Düşünüyorum bir ana olarak; oğlum Manisa’da asker ve yolunu dört gözle bekliyorum. Bir de bakıyorum ki zehirlenmiş, arkadaşlarıyla hastanelere düşmüş.
Bir arkadaşı ölüyor. Diğerleriyle oğlum kışlasına dönüyor. Aklım onda. Ne yiyor, ne içiyor? Kim hazırlıyor benim oğlumun yemeklerini? Nereden geliyor yemekler? Ne koşullarda geliyor ki tüm bunlar oluyor?
Kafamda bin bir soru yağmuru devam ederken ikinci, üçüncü zehirlenmelerle çıldırıyorum. Ve dördüncü…
Nasıl olur? Aklım almıyor. Hani onun sevdiği bir yemeği pişirirsin de bir an odasında sanıp “Hadi gel oğlum sofraya,” diye çağıracakken kendine gelir, “Şimdi burada olsaydı da yeseydi,” diye burnunun direği sızlar ya; işte o oğlum, o tırnağının ucu kopsa yüreğimin sızladığı aslan gibi oğlum asker ocağında iki büklüm olmuş yediği yemekle. Haberleri dinliyorum. Artık ne kadar haber alabiliyorsam onlardan da.

● ● ● ●

__Yazılı Alıştırma a__
Listede "pediment" dizesini içeren satırları sayın ve yalnızca sayıyı yazın.
Okuma metni ile liste birbirinden bağımsızdır.

Bir koleksiyondan alınmış girdiler:
● ● ● ●

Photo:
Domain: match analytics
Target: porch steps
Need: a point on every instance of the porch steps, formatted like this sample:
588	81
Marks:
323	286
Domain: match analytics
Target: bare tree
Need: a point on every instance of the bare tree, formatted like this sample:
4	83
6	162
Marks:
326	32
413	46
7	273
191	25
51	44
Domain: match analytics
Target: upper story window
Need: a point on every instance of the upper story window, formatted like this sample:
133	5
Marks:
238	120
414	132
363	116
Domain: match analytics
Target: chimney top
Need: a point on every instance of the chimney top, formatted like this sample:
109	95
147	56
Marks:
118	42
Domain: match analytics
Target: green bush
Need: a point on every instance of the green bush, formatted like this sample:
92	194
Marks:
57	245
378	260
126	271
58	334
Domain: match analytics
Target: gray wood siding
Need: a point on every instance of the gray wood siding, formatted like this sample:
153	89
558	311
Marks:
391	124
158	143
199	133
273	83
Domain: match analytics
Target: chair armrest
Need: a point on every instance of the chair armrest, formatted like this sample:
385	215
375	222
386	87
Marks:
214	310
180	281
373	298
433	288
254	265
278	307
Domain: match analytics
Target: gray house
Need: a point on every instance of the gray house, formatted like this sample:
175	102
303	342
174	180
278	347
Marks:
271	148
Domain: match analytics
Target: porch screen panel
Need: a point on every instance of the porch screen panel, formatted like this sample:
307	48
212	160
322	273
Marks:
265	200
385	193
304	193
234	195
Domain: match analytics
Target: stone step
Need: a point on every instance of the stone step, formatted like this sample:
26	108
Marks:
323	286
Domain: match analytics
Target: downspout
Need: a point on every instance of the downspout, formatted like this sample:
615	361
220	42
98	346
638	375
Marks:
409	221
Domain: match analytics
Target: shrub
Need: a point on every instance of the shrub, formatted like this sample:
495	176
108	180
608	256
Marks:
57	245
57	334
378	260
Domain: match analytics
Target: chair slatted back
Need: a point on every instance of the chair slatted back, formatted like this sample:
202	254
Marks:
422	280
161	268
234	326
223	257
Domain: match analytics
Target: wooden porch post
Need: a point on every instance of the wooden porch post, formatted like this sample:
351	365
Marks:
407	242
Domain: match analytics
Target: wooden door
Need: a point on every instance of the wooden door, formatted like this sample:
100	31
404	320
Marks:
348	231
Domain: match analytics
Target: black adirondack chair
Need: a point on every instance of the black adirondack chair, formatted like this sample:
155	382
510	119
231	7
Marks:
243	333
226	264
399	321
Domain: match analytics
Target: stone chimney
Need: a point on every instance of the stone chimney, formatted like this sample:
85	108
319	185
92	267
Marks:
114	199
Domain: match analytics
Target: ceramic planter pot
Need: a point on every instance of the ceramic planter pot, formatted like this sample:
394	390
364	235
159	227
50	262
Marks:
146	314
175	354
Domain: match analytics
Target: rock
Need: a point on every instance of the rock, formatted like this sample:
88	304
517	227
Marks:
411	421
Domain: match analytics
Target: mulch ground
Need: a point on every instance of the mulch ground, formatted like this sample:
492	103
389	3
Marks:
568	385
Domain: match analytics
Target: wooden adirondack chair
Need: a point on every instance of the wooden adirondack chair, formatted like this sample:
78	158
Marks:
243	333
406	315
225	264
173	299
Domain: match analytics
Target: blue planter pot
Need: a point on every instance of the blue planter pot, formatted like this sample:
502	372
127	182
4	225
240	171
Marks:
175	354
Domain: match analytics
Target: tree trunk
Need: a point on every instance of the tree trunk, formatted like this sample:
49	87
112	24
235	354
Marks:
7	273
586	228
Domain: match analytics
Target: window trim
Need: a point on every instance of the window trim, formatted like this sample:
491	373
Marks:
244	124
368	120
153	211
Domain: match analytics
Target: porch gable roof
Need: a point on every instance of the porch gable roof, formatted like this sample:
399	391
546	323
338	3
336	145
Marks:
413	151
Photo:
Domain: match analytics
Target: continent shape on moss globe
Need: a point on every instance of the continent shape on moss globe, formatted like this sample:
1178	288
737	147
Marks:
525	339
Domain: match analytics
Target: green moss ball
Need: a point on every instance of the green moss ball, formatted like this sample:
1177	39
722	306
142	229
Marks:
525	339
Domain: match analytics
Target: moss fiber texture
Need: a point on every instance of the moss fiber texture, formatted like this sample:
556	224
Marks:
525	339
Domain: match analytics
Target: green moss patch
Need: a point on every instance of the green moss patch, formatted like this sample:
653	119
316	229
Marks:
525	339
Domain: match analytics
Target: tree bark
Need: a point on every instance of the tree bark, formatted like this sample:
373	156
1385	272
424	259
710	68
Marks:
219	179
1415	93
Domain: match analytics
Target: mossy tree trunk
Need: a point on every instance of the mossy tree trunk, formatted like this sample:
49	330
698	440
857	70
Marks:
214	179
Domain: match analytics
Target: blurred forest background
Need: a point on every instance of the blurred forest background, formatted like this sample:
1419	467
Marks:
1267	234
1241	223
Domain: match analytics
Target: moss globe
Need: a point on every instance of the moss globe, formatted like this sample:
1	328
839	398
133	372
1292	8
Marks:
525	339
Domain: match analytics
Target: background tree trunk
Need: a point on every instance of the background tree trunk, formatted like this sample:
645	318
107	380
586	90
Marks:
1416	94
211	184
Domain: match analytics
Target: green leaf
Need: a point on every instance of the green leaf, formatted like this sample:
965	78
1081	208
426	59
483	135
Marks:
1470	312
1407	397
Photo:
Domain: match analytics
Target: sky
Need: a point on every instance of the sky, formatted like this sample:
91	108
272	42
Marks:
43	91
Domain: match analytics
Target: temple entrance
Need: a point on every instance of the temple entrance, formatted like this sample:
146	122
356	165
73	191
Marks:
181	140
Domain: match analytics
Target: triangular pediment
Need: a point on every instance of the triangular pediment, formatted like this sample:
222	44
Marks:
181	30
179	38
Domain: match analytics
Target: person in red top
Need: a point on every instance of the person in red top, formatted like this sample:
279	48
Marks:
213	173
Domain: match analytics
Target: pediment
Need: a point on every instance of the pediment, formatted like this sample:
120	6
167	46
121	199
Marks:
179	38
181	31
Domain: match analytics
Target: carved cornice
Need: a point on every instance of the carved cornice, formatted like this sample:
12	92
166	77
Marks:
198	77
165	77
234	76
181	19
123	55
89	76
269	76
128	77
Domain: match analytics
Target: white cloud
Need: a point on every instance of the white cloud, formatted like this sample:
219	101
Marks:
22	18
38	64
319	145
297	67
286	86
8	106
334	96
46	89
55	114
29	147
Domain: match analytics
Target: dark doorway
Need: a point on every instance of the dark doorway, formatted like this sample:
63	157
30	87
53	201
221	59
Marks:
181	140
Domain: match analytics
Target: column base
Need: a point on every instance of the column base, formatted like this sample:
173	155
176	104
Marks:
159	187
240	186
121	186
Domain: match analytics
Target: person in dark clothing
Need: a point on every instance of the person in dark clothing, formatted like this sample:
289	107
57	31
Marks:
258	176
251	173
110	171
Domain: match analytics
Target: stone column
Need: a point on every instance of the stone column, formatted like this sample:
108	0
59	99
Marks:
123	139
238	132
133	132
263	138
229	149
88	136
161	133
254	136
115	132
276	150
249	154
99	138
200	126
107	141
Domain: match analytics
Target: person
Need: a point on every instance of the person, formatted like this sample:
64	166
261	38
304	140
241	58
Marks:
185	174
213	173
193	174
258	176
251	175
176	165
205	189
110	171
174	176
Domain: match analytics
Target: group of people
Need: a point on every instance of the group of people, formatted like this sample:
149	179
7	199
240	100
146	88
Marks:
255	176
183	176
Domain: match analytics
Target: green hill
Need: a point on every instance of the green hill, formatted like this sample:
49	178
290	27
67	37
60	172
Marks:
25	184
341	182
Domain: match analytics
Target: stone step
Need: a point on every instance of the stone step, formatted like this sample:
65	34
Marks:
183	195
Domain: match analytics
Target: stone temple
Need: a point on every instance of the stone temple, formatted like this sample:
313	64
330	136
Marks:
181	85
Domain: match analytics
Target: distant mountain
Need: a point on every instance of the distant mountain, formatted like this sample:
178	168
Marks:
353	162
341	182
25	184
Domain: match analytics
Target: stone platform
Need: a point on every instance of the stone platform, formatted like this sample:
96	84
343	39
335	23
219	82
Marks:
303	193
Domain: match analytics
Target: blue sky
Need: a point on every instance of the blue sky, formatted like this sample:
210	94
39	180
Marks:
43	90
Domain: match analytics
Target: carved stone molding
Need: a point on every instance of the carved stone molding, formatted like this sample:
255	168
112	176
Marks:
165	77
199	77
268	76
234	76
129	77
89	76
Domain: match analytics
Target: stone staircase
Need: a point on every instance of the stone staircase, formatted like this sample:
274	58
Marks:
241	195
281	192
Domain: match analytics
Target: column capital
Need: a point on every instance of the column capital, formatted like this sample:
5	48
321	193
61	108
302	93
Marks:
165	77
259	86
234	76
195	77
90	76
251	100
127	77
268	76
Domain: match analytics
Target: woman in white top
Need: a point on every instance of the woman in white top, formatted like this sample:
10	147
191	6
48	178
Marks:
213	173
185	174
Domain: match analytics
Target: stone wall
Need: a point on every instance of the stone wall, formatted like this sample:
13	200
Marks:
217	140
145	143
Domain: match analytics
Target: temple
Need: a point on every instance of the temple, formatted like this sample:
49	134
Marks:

● ● ● ●

__Yazılı Alıştırma b__
Okuma metnine göre şu soruları yanıtlayın:
(i) Oğul nerede askerlik yapıyor?
(ii) Oğlun arkadaşlarından kaçı ölüyor?
(iii) Oğul, diğer arkadaşlarıyla birlikte nereye dönüyor?

__Tam Yanıt a__
4

__Tam Yanıt b__
(i) Manisa'da.
(ii) Bir arkadaşı.
(iii) Kışlasına.